*EXERCISE AIM*
Put the part of the rows that runs from their first line through the line containing "box: [149, 29, 159, 51]" into a numbered list, leaving out any blank lines.

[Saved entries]
________________

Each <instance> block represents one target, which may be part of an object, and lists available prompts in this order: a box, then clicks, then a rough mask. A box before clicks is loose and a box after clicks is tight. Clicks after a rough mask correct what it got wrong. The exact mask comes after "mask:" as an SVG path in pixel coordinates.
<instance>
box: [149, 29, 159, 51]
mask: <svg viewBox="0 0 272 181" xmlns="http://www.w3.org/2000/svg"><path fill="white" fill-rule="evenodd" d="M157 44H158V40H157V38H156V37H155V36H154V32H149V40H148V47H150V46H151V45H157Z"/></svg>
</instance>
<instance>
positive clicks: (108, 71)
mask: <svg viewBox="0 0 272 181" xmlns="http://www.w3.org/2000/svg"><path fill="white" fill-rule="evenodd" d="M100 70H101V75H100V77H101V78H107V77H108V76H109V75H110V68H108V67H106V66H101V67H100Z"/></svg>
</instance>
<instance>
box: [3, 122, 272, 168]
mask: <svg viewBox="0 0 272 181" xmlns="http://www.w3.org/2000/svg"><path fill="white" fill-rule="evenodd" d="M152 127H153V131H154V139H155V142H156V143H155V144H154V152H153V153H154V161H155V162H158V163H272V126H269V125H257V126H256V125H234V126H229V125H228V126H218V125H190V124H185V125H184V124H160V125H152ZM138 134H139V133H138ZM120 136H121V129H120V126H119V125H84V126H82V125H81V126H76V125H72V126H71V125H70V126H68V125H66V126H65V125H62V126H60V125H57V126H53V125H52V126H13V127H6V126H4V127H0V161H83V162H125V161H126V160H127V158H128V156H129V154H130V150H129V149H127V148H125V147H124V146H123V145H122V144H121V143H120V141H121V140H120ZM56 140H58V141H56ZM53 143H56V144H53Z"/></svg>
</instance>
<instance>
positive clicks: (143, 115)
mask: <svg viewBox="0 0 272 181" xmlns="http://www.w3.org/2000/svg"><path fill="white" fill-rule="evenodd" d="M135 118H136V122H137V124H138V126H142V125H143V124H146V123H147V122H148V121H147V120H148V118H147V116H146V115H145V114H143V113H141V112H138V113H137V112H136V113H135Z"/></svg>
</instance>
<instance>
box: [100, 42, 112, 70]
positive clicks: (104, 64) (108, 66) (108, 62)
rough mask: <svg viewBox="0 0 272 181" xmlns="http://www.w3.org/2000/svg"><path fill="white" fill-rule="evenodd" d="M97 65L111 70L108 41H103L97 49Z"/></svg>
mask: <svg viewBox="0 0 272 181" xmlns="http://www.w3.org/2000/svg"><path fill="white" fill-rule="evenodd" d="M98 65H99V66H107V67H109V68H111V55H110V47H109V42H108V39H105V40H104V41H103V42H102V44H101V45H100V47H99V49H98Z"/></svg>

________________

*PROBLEM SOLUTION*
1. Each <instance> block represents one target, which may be part of an object, and lists available prompts in this order: a box, then clicks, then a rough mask. A box before clicks is loose and a box after clicks is tight. Clicks after a rough mask correct what it got wrong. The exact mask comes after "mask:" as an SVG path in pixel coordinates.
2. <instance>
3. box: [149, 29, 159, 51]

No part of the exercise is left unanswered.